> Instructions for the task
Copy the entries word for word. Keep the pictures out.
········
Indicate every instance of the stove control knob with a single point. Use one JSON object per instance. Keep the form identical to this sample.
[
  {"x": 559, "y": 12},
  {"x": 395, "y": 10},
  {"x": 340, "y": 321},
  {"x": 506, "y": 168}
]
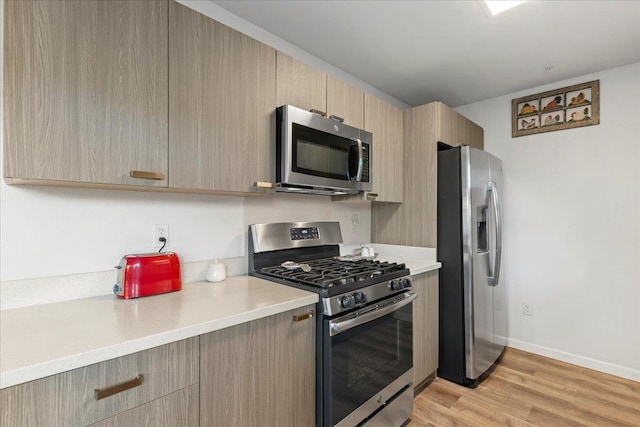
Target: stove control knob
[
  {"x": 395, "y": 285},
  {"x": 360, "y": 297},
  {"x": 347, "y": 301}
]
········
> Solution to the exercise
Indicate every instance of the stove control knob with a single point. Use one JSON object per instance. Keep the form identical to this sample.
[
  {"x": 559, "y": 12},
  {"x": 395, "y": 10},
  {"x": 340, "y": 321},
  {"x": 506, "y": 168}
]
Target: stove control knob
[
  {"x": 395, "y": 285},
  {"x": 360, "y": 297},
  {"x": 347, "y": 301}
]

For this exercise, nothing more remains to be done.